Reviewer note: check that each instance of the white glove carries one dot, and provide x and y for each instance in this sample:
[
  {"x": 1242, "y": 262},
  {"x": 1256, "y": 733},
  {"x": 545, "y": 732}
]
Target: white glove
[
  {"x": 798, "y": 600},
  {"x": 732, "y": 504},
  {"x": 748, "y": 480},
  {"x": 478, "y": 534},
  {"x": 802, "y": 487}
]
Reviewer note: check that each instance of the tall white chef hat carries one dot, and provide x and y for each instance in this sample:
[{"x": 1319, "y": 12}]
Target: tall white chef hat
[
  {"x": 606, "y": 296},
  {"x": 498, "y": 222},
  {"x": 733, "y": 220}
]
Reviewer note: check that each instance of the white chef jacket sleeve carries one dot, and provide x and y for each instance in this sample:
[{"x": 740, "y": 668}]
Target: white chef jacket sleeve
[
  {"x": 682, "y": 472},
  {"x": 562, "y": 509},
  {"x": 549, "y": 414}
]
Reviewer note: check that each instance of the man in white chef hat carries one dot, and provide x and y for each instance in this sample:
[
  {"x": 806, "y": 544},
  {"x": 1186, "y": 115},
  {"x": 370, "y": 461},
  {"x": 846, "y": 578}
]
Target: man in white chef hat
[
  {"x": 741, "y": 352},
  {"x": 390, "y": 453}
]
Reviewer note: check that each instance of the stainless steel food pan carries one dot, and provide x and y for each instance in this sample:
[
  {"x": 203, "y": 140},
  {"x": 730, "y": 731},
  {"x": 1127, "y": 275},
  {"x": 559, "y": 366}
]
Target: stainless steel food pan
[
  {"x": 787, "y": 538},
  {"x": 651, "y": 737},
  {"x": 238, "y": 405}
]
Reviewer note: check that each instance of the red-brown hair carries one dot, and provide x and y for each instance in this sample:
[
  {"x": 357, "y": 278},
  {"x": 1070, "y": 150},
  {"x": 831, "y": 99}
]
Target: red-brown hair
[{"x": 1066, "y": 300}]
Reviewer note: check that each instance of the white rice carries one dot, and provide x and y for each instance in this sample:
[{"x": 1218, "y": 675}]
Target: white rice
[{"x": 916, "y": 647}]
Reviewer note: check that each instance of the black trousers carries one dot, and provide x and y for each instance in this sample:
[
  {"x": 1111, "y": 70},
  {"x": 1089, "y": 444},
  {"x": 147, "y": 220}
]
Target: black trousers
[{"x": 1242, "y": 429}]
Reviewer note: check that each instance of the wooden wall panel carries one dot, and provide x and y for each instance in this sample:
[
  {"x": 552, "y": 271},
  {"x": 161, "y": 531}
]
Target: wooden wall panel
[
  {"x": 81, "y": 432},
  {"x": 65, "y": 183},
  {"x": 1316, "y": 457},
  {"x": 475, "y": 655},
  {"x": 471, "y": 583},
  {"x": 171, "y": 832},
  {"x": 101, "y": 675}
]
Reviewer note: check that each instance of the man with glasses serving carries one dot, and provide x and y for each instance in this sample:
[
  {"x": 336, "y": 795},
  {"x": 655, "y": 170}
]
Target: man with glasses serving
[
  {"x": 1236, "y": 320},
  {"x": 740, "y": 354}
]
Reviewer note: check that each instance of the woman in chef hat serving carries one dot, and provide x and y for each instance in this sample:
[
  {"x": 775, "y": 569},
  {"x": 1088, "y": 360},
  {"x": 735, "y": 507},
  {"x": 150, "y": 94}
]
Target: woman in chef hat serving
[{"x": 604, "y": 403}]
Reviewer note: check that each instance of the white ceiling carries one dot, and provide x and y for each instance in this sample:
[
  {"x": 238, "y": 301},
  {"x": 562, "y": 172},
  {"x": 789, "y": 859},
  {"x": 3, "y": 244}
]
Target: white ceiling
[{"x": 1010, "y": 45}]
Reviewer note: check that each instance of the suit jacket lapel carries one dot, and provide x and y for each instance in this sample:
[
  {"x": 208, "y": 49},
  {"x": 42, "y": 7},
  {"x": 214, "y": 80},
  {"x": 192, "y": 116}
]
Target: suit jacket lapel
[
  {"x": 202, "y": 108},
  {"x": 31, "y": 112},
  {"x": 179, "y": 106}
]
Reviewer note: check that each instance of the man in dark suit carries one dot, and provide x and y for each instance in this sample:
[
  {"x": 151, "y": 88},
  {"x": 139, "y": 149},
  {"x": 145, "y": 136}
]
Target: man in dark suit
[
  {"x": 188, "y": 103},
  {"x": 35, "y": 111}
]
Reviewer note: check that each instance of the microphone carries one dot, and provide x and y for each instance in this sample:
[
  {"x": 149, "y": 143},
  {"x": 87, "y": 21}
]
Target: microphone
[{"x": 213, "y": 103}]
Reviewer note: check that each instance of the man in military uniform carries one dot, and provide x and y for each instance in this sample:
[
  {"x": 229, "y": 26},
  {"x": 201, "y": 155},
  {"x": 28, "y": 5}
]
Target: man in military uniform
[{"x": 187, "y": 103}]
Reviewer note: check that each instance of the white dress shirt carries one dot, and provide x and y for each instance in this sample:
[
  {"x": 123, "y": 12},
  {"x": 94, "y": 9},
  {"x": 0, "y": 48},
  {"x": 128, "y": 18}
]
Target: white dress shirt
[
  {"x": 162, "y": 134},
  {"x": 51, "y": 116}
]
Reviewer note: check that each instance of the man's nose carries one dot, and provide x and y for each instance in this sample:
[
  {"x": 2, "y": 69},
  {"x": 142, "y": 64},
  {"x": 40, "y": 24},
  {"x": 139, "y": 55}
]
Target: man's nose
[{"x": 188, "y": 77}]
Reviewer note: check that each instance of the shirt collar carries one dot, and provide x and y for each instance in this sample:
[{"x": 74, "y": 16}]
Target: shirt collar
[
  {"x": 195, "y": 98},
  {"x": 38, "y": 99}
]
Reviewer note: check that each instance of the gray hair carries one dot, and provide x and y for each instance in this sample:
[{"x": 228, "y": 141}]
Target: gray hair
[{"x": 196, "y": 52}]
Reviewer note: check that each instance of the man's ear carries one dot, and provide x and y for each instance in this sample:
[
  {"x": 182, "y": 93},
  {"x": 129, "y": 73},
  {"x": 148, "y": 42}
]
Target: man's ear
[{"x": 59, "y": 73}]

==============================

§ Work to do:
Rewrite all of the data above, changing every "Target" to "Object" and leaving everything else the same.

§ Answer below:
Reviewer note: check that each instance of the white glove carries one dot, and provide x and y for each instance in this sample:
[
  {"x": 1242, "y": 262},
  {"x": 1256, "y": 733},
  {"x": 545, "y": 732}
]
Object: white glove
[
  {"x": 798, "y": 600},
  {"x": 732, "y": 504},
  {"x": 748, "y": 480},
  {"x": 478, "y": 534},
  {"x": 802, "y": 487}
]
Reviewer note: check that each instance of the tall white chef hat carries one dot, and provide x and y for each instance in this sample:
[{"x": 1319, "y": 12}]
Object: tall white chef hat
[
  {"x": 606, "y": 296},
  {"x": 498, "y": 222},
  {"x": 733, "y": 220}
]
Reviewer note: check that each instance of the white chef jacket sleeve carries one dot, and provide x and y for each instance in this sample:
[{"x": 740, "y": 668}]
Object: white chef jacket sleeve
[
  {"x": 682, "y": 472},
  {"x": 562, "y": 509},
  {"x": 549, "y": 414}
]
Reviewer note: check that each instance of the man in white chef hat carries one dot, and provide x and y for each instance in this sample:
[
  {"x": 806, "y": 544},
  {"x": 1186, "y": 115},
  {"x": 370, "y": 461},
  {"x": 846, "y": 578}
]
Object: man in white chef hat
[
  {"x": 741, "y": 352},
  {"x": 390, "y": 453}
]
Reviewer note: check that each instance of the stainless steel food pan carries one dot, and provide x and y for each instance in this sample:
[
  {"x": 203, "y": 140},
  {"x": 730, "y": 731},
  {"x": 1127, "y": 275},
  {"x": 559, "y": 366}
]
Object: stainless steel food pan
[
  {"x": 787, "y": 538},
  {"x": 651, "y": 737},
  {"x": 238, "y": 405}
]
Reviewer note: check that each instance of the red-brown hair carries one dot, and provide x and y for each instance in this sample:
[
  {"x": 357, "y": 278},
  {"x": 1070, "y": 150},
  {"x": 831, "y": 99}
]
Object: red-brown hair
[{"x": 1066, "y": 300}]
Reviewer note: check that each instance of the white rice carries one dot, and provide x and y for each instance in this sample:
[{"x": 1218, "y": 675}]
Object: white rice
[{"x": 916, "y": 647}]
Reviewer note: check that each instance of the black trousers carries one dot, and provide x and y for each instance in this sample:
[
  {"x": 1111, "y": 70},
  {"x": 1089, "y": 444},
  {"x": 147, "y": 220}
]
Object: black trousers
[{"x": 1242, "y": 429}]
Reviewer note: check that each instance of the wooden wall panel carries one dot, and provide x and y for each instance in this sample:
[
  {"x": 552, "y": 271},
  {"x": 161, "y": 531}
]
Object: wooden wall panel
[
  {"x": 81, "y": 432},
  {"x": 65, "y": 183},
  {"x": 1316, "y": 457},
  {"x": 475, "y": 655},
  {"x": 471, "y": 583},
  {"x": 171, "y": 832},
  {"x": 101, "y": 675}
]
Reviewer note: check that each instance of the man with glasses serving carries one dot, and provide x and y for each instance in this sample:
[
  {"x": 336, "y": 795},
  {"x": 655, "y": 170}
]
Object: man with glasses serving
[
  {"x": 1236, "y": 320},
  {"x": 740, "y": 354}
]
Reviewer note: check that each instance of the woman in chef hat serving carries one dot, and provide x and y for each instance in this sample:
[
  {"x": 775, "y": 569},
  {"x": 1088, "y": 360},
  {"x": 735, "y": 507},
  {"x": 150, "y": 94}
]
Object: woman in chef hat serving
[{"x": 604, "y": 403}]
Reviewer note: check that each instance of the white ceiling carries one dot, and provide x and y for each instance in this sample:
[
  {"x": 238, "y": 301},
  {"x": 562, "y": 172},
  {"x": 789, "y": 859},
  {"x": 3, "y": 244}
]
Object: white ceiling
[{"x": 1010, "y": 45}]
Reviewer note: check that each instance of the suit jacket lapel carries one dot, and provide x and y for each instance in this sample:
[
  {"x": 208, "y": 49},
  {"x": 42, "y": 7},
  {"x": 214, "y": 80},
  {"x": 192, "y": 116}
]
Object: suit jacket lapel
[
  {"x": 202, "y": 108},
  {"x": 31, "y": 112},
  {"x": 179, "y": 106}
]
Reviewer note: check that each instance of the man in dark suit carries one dot, and provide x and y for each instance in this sample:
[
  {"x": 151, "y": 88},
  {"x": 139, "y": 149},
  {"x": 145, "y": 136}
]
Object: man in dark suit
[
  {"x": 188, "y": 103},
  {"x": 35, "y": 111}
]
Reviewer note: check that each instance of the microphone carries one dot, and provide x and y for each instance in this sample:
[
  {"x": 149, "y": 143},
  {"x": 87, "y": 21}
]
Object: microphone
[{"x": 213, "y": 103}]
Reviewer note: check that each instance of the man in military uniform carries one dot, and provide x and y for each instance in this sample:
[
  {"x": 229, "y": 26},
  {"x": 201, "y": 155},
  {"x": 28, "y": 5}
]
Object: man in military uniform
[{"x": 187, "y": 103}]
Reviewer note: check that each instance of the white dress shirt carries one dot, and provide x and y for each instance in this sample:
[
  {"x": 123, "y": 12},
  {"x": 94, "y": 9},
  {"x": 0, "y": 48},
  {"x": 128, "y": 18}
]
Object: white dress shirt
[
  {"x": 162, "y": 134},
  {"x": 51, "y": 116}
]
Reviewer note: check that each instance of the man's nose carries one dot, and provide x and y for each instance in this sample:
[
  {"x": 2, "y": 69},
  {"x": 142, "y": 64},
  {"x": 40, "y": 24},
  {"x": 139, "y": 55}
]
Object: man's nose
[{"x": 188, "y": 77}]
Reviewer note: check that each instance of the shirt collar carries one dot, and provide x and y for each instance in this sample:
[{"x": 74, "y": 16}]
Object: shirt collar
[
  {"x": 195, "y": 98},
  {"x": 38, "y": 99}
]
Reviewer note: check that each instance of the gray hair carries one dot, and provide x and y for each instance in this sample:
[{"x": 228, "y": 141}]
Object: gray hair
[{"x": 196, "y": 52}]
Reviewer note: check that each instance of the man's ear carries one dot, and provide x and y for each instance in this sample:
[
  {"x": 182, "y": 93},
  {"x": 129, "y": 73},
  {"x": 148, "y": 42}
]
Object: man's ear
[{"x": 59, "y": 73}]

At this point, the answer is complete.